DATA SHOWN

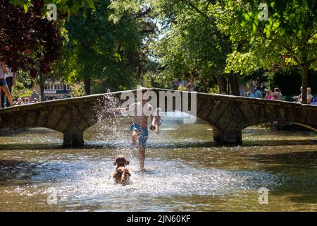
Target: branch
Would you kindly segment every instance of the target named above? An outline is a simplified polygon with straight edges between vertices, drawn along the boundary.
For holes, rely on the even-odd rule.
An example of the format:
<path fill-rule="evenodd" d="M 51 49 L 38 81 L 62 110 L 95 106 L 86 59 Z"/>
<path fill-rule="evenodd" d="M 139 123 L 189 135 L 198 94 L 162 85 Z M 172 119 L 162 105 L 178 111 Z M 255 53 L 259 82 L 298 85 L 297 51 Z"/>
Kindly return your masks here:
<path fill-rule="evenodd" d="M 139 11 L 139 13 L 137 13 L 137 14 L 135 16 L 135 18 L 139 18 L 144 17 L 146 15 L 149 14 L 150 12 L 151 12 L 151 8 L 147 8 L 144 11 Z"/>
<path fill-rule="evenodd" d="M 211 19 L 206 13 L 201 12 L 197 7 L 194 6 L 194 4 L 192 3 L 191 3 L 189 1 L 188 4 L 189 4 L 189 6 L 191 6 L 192 8 L 194 8 L 198 13 L 199 13 L 200 15 L 204 16 L 206 19 L 207 19 L 207 20 Z"/>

EXERCISE DETAILS
Collect every line above that contains the string "fill". Case counts.

EXERCISE OUTPUT
<path fill-rule="evenodd" d="M 51 49 L 38 81 L 62 110 L 95 106 L 86 59 Z"/>
<path fill-rule="evenodd" d="M 139 123 L 189 135 L 198 94 L 162 85 Z M 172 119 L 162 105 L 178 111 Z M 255 53 L 259 82 L 298 85 L 297 51 Z"/>
<path fill-rule="evenodd" d="M 139 11 L 139 13 L 137 13 L 137 14 L 135 16 L 135 18 L 139 18 L 144 17 L 146 15 L 149 14 L 150 12 L 151 12 L 151 8 L 147 8 L 144 11 Z"/>
<path fill-rule="evenodd" d="M 211 19 L 206 13 L 201 12 L 197 7 L 194 6 L 194 4 L 192 3 L 191 3 L 189 1 L 188 4 L 189 4 L 189 6 L 191 6 L 192 8 L 194 8 L 198 13 L 199 13 L 200 15 L 204 16 L 206 19 L 207 19 L 207 20 Z"/>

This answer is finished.